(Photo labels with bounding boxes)
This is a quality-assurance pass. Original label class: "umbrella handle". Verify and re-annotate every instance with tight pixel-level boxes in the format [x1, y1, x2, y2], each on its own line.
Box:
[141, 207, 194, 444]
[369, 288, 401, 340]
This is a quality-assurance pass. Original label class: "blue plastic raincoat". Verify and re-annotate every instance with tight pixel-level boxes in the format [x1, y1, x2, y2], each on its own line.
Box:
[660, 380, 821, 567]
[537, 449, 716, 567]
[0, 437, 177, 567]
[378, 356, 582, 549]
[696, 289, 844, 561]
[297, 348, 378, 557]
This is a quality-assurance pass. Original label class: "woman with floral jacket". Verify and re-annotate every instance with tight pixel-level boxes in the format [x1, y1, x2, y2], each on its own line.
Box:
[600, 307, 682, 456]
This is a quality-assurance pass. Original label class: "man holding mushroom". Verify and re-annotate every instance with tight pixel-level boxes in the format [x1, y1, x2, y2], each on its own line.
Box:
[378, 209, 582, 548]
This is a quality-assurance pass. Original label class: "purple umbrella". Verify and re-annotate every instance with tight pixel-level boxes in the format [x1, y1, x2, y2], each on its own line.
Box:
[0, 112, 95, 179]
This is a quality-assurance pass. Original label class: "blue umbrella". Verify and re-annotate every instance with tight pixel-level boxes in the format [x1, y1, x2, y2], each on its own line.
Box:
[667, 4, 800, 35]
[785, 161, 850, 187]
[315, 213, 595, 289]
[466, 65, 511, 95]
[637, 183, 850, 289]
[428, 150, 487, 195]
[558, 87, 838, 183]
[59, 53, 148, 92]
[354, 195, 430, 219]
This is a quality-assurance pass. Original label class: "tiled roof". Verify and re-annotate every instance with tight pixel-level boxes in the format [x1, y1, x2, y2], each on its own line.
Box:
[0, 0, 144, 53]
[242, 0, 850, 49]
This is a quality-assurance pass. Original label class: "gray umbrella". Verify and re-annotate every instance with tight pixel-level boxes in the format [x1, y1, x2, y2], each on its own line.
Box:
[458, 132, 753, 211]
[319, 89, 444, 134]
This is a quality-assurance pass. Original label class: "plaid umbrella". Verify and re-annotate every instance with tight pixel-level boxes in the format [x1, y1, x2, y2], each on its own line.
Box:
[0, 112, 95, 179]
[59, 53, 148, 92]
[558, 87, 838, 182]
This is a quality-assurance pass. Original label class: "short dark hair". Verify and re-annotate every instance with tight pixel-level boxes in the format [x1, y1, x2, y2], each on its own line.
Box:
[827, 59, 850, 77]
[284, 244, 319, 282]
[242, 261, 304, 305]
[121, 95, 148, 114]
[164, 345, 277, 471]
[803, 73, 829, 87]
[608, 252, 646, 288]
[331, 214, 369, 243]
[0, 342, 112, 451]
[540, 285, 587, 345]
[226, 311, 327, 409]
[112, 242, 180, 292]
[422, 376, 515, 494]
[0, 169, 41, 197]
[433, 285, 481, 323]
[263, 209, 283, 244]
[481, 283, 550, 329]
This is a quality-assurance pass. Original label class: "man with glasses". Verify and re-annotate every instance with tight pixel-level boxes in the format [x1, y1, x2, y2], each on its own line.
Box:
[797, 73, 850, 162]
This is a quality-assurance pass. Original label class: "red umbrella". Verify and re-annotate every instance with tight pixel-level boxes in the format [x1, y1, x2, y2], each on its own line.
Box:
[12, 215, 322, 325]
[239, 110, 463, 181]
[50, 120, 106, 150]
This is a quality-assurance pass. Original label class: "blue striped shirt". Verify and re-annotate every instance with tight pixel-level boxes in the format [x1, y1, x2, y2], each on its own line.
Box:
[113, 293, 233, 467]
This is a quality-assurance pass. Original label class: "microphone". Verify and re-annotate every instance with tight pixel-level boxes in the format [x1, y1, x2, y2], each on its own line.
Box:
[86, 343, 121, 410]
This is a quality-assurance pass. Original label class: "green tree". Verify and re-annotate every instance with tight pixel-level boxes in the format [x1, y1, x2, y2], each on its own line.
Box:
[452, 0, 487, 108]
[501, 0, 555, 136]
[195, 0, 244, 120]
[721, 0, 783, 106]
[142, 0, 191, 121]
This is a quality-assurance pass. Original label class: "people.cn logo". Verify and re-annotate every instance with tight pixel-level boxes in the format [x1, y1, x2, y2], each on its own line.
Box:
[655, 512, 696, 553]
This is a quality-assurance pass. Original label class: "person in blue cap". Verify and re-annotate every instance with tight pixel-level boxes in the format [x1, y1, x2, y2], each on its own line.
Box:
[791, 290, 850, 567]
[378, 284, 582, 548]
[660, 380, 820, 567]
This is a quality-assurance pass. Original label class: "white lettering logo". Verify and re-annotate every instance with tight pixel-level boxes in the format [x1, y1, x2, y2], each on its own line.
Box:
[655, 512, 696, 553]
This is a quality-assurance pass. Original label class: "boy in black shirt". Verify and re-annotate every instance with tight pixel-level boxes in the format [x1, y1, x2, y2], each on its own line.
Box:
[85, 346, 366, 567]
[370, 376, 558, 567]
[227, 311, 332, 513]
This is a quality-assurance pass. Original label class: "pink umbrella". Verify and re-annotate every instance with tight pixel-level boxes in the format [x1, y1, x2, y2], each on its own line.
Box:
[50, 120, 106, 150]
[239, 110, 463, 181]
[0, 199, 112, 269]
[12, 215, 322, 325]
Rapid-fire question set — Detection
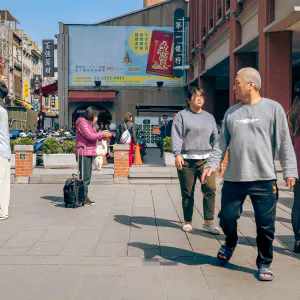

Work to complete:
Reproduce all of the data above line for line, leaving out the pictures.

Solution below:
This is a quality-assurance pass. Original label class: "umbrella handle". Verify and re-annotate every instance with tight pixel-level boxes in the format [x1, y1, x2, y2], each on its own line.
Box:
[141, 207, 194, 444]
[369, 288, 401, 340]
This is a quality-assurance pass. Original label class: "blue plastic raincoat". Verify and re-annotate every instance with tight pixel-level boxes in the format [x1, y1, x2, y2], each on its own line.
Box:
[660, 380, 821, 567]
[537, 449, 716, 567]
[0, 437, 177, 567]
[378, 356, 582, 549]
[696, 289, 844, 561]
[297, 348, 378, 557]
This is a quality-assurance pass. Original label class: "woman with floral jacket". Verify and re-annotate every instance with tight pixel-level boxes in the format [x1, y1, x2, y2], each on its own line.
Box:
[600, 307, 682, 456]
This is a quality-assurance pass. Original label class: "man holding mushroom". Verify and re-annotate every instance with tight pixel-level boxes in the format [x1, y1, x2, y2], each on its own line.
Box:
[378, 209, 582, 548]
This is a quality-assurance pass. Original label class: "purple umbrella". Verify and re-annotate every instance with tight pixel-level boxes in the format [x1, y1, x2, y2], each on its own line.
Box:
[0, 112, 95, 179]
This is a quality-assurance pass. Original label class: "blue umbrella". Verify and re-annotate every instance with tight pixel-level boxes in the format [x1, y1, x2, y2], each on its own line.
Box:
[667, 4, 800, 35]
[785, 161, 850, 187]
[315, 213, 595, 289]
[466, 65, 511, 95]
[637, 183, 850, 289]
[428, 150, 487, 195]
[558, 87, 838, 183]
[59, 53, 148, 92]
[354, 195, 430, 219]
This is a quality-assurance pass. Original label class: "tiled roof". Verify and re-annotate every instance with tight pixel-level boxes in the format [x1, y1, x2, y2], each on its own line.
Box:
[0, 0, 144, 53]
[242, 0, 850, 49]
This is a quality-assurance pass. Original label class: "gray umbrella". Verify and re-annotate every instance with tight pixel-level boxes in the format [x1, y1, x2, y2], each on its own line.
Box:
[458, 132, 753, 211]
[319, 89, 444, 134]
This is a quality-assurance pass. Original label class: "plaid umbrella". Verify and re-annotate every instance with tight pixel-level boxes in the format [x1, y1, x2, y2], each on its own line.
Box:
[0, 112, 95, 179]
[59, 53, 148, 92]
[558, 87, 838, 182]
This is a quality-assurance pass. Original label class: "short dark hair". Verify and re-annotate every instance with tight pixel-level boxes in the format [x1, y1, x2, y2], each on its own line.
Box:
[827, 59, 850, 77]
[284, 244, 319, 282]
[242, 261, 304, 305]
[121, 95, 148, 114]
[164, 345, 277, 471]
[803, 73, 829, 87]
[608, 252, 646, 288]
[331, 214, 369, 243]
[0, 342, 112, 451]
[540, 285, 587, 345]
[226, 311, 327, 409]
[112, 242, 180, 292]
[422, 376, 515, 494]
[0, 169, 41, 197]
[433, 285, 481, 323]
[263, 209, 283, 244]
[481, 283, 550, 329]
This is a quality-assurance pass. Original label class: "man with glasses". Verify and re-annotate every instance with tight pixel-level boxes in the format [x1, y1, x2, y2], each on its own line.
Box:
[797, 73, 850, 162]
This is a quality-assurance pass. Original label class: "red umbrella". Verify and re-annotate every instance with tight pixel-level boxes in the format [x1, y1, x2, y2], each on its own line.
Box:
[12, 215, 322, 325]
[239, 110, 463, 181]
[50, 120, 106, 150]
This is a quality-assurance pass. Original label class: "blue striped shirt". Verify and re-annotate every instance with tight pixel-level boxes in the format [x1, y1, x2, y2], each on its own line.
Box:
[113, 293, 233, 467]
This is a quality-assurance pass. Original label class: "microphone". Verify and re-annotate every instance with tight pixel-level boxes in the format [x1, y1, x2, y2], each on its own line.
Box:
[86, 343, 121, 410]
This is a quality-assurance pass. Original label class: "green tree". Verify and re-annotate every instance with tight pixel-level boxes in the format [x1, y1, x2, y2], each on its own line.
Box:
[452, 0, 487, 108]
[501, 0, 555, 136]
[195, 0, 244, 120]
[721, 0, 783, 106]
[142, 0, 191, 121]
This is a quality-assurance pass. Original label class: "people.cn logo". Verify and re-annotate every instance with tight pixel-level boxes in the format [x1, y1, x2, y2], each on its own line.
Box:
[655, 512, 696, 553]
This is a quality-assurance pass. Original label class: "person in blue cap". Verify and re-annotate every instance with tight pixel-level boxes in the format [x1, y1, x2, y2], each on its own line.
Box:
[791, 290, 850, 567]
[378, 284, 582, 548]
[660, 380, 820, 567]
This is a quality-assurance pass. Original label class: "white lettering logo". Verify and re-annotate every instance with tight pixel-level boxes in the format [x1, y1, x2, y2], each on its own line.
Box:
[655, 512, 696, 553]
This is a quality-assurance pass. Original label class: "boy in black shirt". Verify and re-annotate every instance with tight pixel-level boxes in the format [x1, y1, x2, y2], each on its own line.
Box:
[85, 346, 366, 567]
[370, 376, 558, 567]
[227, 311, 332, 513]
This is a quality-assurance pass. Original label class: "pink umbrella". Verify and re-annotate every instance with tight pixel-level boxes in the format [x1, y1, x2, y2], each on its own line.
Box:
[50, 120, 106, 150]
[239, 110, 463, 181]
[0, 199, 112, 269]
[12, 215, 322, 325]
Rapid-fire question set — Detection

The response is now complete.